## Given problem
Find "of the leafy" in the data below; transcribe the line it appears on and each line after it, exactly, to the end, and nothing else.

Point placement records
==========
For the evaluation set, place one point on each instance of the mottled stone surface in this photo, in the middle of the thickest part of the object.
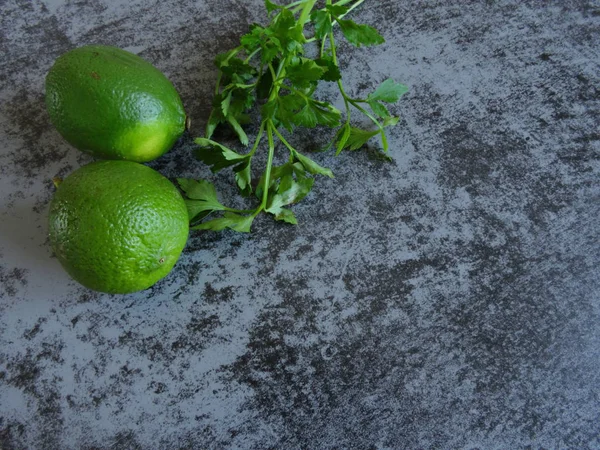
(450, 299)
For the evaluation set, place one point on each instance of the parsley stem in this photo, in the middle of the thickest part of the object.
(267, 184)
(261, 131)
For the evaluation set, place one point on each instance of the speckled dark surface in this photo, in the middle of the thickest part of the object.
(450, 299)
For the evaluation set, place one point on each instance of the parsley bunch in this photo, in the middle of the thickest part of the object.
(270, 69)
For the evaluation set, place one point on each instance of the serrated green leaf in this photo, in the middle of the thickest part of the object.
(215, 155)
(289, 32)
(286, 215)
(230, 220)
(360, 34)
(214, 120)
(322, 22)
(359, 137)
(243, 177)
(201, 197)
(312, 166)
(337, 10)
(235, 67)
(389, 91)
(264, 85)
(343, 136)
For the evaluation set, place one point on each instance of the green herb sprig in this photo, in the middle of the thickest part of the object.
(270, 68)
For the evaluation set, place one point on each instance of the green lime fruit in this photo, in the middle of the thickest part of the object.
(117, 226)
(113, 104)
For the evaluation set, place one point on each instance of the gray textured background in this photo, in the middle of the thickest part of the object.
(450, 299)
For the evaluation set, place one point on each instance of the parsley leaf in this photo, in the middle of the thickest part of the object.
(270, 67)
(389, 91)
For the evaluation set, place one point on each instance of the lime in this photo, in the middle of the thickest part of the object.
(113, 104)
(117, 226)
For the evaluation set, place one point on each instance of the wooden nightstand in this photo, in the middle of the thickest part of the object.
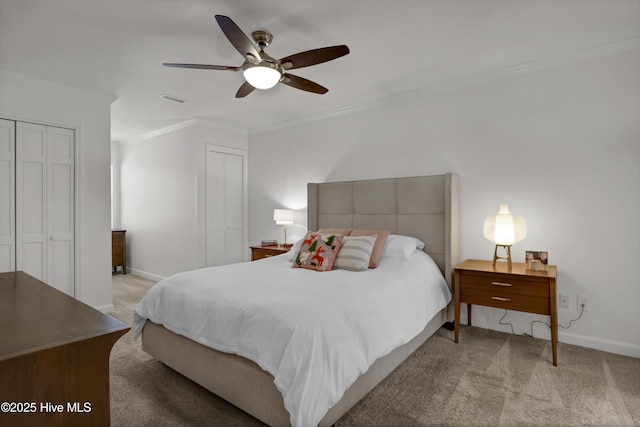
(479, 282)
(259, 252)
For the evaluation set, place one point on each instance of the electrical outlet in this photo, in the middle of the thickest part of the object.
(564, 301)
(582, 300)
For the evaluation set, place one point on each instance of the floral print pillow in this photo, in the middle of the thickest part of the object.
(318, 251)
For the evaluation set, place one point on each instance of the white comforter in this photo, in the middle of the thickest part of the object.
(315, 332)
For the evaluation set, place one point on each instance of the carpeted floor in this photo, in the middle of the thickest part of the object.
(488, 379)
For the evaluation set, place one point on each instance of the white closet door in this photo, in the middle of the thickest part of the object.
(31, 199)
(234, 207)
(60, 221)
(44, 194)
(7, 196)
(224, 208)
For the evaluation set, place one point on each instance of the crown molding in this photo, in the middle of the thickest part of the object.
(450, 85)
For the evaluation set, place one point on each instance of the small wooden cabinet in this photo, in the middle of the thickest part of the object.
(259, 252)
(520, 289)
(119, 250)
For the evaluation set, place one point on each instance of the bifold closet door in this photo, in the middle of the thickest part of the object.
(44, 204)
(224, 208)
(7, 196)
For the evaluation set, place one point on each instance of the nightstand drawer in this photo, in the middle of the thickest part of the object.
(509, 301)
(261, 252)
(505, 284)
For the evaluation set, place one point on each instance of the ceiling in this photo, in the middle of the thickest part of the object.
(117, 47)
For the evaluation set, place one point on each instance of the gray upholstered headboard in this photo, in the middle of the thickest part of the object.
(425, 207)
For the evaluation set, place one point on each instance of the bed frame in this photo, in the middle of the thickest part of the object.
(425, 207)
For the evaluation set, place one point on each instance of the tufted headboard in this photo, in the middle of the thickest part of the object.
(425, 207)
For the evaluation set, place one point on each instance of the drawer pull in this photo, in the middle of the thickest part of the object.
(501, 284)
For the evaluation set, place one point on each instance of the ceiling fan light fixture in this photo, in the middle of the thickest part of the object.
(264, 75)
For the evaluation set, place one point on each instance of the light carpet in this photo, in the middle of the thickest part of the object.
(488, 379)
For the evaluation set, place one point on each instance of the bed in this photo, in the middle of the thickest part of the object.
(422, 207)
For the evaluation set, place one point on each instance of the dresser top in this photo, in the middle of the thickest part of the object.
(518, 268)
(35, 316)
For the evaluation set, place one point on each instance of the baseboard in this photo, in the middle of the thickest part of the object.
(144, 274)
(616, 347)
(106, 308)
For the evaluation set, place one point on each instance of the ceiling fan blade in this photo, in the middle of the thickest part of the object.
(201, 66)
(244, 90)
(238, 39)
(303, 84)
(313, 57)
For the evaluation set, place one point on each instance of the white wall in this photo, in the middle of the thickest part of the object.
(22, 98)
(162, 196)
(560, 145)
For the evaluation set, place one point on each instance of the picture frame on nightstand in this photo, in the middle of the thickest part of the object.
(536, 260)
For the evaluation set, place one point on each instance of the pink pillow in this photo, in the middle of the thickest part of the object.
(343, 231)
(377, 248)
(318, 251)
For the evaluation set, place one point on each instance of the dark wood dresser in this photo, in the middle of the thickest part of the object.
(54, 356)
(259, 252)
(119, 250)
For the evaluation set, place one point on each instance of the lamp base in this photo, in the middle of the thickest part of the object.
(496, 257)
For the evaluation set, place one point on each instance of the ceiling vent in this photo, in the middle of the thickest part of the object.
(173, 98)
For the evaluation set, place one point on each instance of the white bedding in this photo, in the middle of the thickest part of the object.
(315, 332)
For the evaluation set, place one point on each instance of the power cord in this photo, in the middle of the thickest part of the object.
(539, 321)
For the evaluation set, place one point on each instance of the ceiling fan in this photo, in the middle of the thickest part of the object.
(262, 71)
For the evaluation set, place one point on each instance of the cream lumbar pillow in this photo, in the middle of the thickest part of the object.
(355, 253)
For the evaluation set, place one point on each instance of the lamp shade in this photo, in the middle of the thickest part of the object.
(283, 216)
(261, 76)
(504, 228)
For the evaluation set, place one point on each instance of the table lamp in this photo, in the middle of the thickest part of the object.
(504, 230)
(283, 217)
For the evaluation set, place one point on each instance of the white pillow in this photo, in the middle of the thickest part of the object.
(401, 247)
(355, 253)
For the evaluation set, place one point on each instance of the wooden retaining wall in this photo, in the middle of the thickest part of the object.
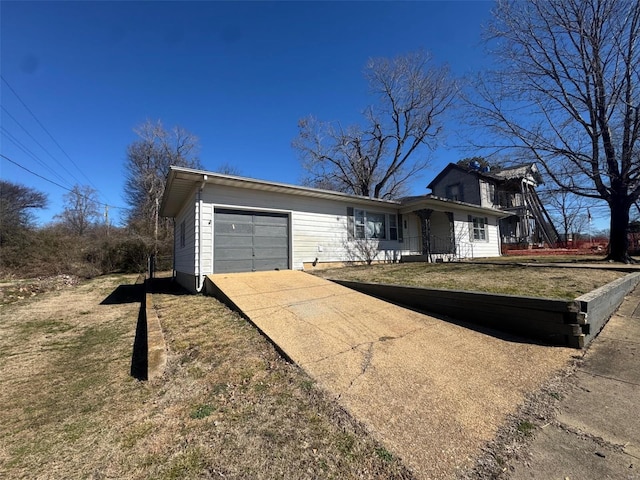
(571, 323)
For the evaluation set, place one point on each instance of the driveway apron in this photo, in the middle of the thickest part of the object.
(431, 391)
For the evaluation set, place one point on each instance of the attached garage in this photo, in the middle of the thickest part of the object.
(225, 224)
(250, 241)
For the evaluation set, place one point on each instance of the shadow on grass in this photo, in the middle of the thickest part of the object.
(167, 286)
(125, 294)
(140, 354)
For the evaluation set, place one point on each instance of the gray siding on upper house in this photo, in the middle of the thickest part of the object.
(468, 183)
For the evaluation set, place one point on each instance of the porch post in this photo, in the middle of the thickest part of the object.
(425, 226)
(452, 232)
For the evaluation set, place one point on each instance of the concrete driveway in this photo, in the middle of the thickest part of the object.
(431, 391)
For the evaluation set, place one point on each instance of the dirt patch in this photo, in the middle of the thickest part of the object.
(227, 406)
(510, 279)
(12, 290)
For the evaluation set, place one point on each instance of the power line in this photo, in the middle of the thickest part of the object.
(57, 184)
(28, 152)
(47, 132)
(40, 145)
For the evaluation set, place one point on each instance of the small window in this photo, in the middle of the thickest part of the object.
(183, 234)
(479, 229)
(393, 227)
(370, 225)
(454, 192)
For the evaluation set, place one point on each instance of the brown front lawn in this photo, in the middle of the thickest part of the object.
(228, 406)
(508, 278)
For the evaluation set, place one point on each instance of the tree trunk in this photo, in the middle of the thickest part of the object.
(618, 235)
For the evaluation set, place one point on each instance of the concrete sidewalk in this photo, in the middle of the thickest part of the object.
(431, 391)
(596, 434)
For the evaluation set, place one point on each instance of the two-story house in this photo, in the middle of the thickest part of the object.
(509, 189)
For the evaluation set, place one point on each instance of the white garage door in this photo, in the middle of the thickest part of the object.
(250, 241)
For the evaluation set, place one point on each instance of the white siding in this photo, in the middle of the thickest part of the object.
(470, 248)
(318, 226)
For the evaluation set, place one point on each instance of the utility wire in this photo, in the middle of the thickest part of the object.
(57, 184)
(47, 131)
(31, 154)
(40, 145)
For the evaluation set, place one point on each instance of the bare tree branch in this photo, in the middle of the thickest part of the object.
(567, 97)
(378, 158)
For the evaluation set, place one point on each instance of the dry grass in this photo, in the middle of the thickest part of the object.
(509, 278)
(228, 406)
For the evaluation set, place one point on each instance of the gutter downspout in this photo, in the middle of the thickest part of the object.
(200, 277)
(173, 263)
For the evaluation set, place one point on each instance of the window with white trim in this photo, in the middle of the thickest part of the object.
(479, 229)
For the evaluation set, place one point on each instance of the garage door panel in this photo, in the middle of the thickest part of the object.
(226, 241)
(282, 221)
(270, 264)
(269, 252)
(248, 241)
(270, 231)
(238, 253)
(225, 228)
(233, 266)
(271, 242)
(233, 216)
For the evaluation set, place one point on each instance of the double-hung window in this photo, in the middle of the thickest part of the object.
(370, 225)
(478, 229)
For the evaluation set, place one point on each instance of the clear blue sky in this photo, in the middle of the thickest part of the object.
(239, 75)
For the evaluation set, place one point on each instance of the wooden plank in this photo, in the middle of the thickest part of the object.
(555, 325)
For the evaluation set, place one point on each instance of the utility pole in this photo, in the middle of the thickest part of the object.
(106, 217)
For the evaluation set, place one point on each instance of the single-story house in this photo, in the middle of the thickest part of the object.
(226, 223)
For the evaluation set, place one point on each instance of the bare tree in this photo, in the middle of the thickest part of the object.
(568, 210)
(81, 209)
(148, 161)
(567, 97)
(377, 158)
(17, 203)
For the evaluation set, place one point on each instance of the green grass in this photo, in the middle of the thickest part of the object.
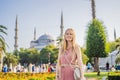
(94, 75)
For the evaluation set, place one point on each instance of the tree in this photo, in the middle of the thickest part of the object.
(2, 44)
(93, 9)
(49, 53)
(96, 42)
(10, 58)
(117, 60)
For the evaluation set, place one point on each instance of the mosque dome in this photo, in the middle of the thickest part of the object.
(45, 37)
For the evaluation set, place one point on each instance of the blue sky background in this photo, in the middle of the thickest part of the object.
(45, 15)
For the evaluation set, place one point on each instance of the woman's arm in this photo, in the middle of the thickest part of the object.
(80, 62)
(58, 66)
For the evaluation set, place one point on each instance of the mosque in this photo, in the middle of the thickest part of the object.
(42, 40)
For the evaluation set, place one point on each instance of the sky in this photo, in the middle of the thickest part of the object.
(45, 15)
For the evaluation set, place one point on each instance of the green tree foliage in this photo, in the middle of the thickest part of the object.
(27, 56)
(96, 41)
(117, 61)
(48, 53)
(2, 40)
(10, 58)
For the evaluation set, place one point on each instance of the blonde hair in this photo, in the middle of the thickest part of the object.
(64, 42)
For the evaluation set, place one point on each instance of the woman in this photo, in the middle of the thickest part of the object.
(69, 54)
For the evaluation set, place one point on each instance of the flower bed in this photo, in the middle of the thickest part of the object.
(114, 75)
(27, 76)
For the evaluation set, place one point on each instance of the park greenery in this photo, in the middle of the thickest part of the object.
(96, 41)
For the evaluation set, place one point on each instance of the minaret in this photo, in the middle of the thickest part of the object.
(61, 26)
(16, 35)
(114, 34)
(34, 33)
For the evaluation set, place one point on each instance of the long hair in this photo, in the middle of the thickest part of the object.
(64, 43)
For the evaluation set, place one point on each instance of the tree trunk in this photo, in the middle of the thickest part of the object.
(96, 64)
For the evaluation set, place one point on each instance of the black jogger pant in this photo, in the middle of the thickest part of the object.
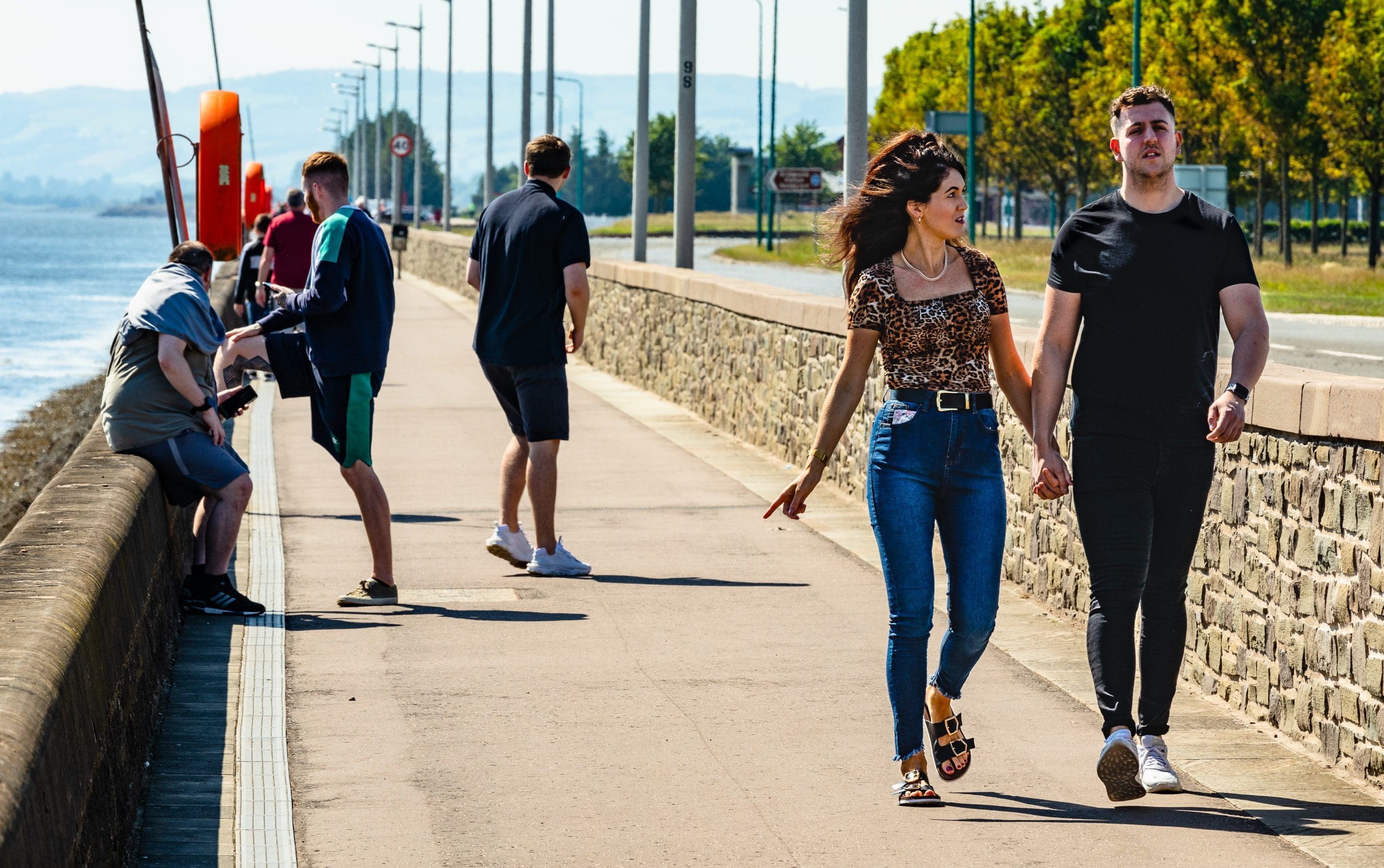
(1139, 505)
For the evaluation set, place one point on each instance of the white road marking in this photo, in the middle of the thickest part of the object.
(265, 805)
(1343, 355)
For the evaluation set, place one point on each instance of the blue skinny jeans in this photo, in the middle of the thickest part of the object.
(935, 467)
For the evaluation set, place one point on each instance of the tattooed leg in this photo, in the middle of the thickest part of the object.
(234, 359)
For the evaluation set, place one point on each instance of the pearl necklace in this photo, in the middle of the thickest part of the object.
(919, 273)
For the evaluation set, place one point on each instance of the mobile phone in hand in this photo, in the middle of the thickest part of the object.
(233, 405)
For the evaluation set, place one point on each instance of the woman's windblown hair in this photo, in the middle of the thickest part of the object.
(872, 225)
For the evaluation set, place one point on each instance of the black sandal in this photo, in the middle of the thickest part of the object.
(915, 791)
(952, 750)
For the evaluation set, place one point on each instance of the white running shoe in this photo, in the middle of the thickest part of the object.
(1119, 767)
(510, 544)
(1155, 771)
(561, 563)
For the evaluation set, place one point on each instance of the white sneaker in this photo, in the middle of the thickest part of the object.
(1119, 767)
(1155, 771)
(510, 544)
(558, 564)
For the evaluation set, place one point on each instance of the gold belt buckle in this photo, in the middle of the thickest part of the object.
(940, 409)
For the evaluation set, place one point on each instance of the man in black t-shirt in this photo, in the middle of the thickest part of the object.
(529, 261)
(1147, 273)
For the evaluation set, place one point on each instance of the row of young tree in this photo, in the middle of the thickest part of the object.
(609, 171)
(1289, 96)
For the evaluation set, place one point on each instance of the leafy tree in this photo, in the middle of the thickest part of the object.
(607, 191)
(1348, 98)
(1281, 40)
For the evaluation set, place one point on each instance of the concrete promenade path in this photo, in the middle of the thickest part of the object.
(713, 695)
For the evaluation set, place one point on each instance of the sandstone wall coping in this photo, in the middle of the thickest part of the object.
(1287, 399)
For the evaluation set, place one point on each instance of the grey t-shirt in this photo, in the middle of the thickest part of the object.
(140, 406)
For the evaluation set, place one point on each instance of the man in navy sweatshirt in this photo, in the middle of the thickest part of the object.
(338, 360)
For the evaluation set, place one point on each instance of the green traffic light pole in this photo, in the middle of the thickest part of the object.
(971, 128)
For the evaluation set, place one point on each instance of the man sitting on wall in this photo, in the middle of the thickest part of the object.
(160, 403)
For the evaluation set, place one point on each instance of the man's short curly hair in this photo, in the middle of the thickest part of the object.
(1143, 94)
(328, 170)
==========
## Solution for this problem
For the evaluation set, place one point on each instance of the leafy tree in this photo, in the middle of the thickest part of the object.
(607, 191)
(1348, 98)
(1281, 40)
For the evaluation set, place one point on each instance of the concrete promenade path in this photo, in the middle of the thickest part of the object.
(713, 695)
For the evaluation set, place one point on each instance of the sandstone wall coping in this photo, in the middle of the thickest part of the object.
(1287, 399)
For the evaluation set, place one point on each instance of the grey t-shirt in this photo, in the middle of the thickest part of the object.
(140, 406)
For the evaluation set, place one point on each instance of the man in navy sweatshirt in this photo, in the middle of the thickest part of the object.
(338, 360)
For the evaluation set, place one point on each instance of the green traffic light pole in this photo, in the middle of the thickest part of the object.
(971, 128)
For the evaluation set, place one point on each instance of the man sitting on wall in this photo, in the middle of the thickest part of the object.
(160, 403)
For the evaluation set, place one point on each instance of the man's short curly hair in this photo, in the middle of the thickest part of the object.
(1143, 94)
(328, 170)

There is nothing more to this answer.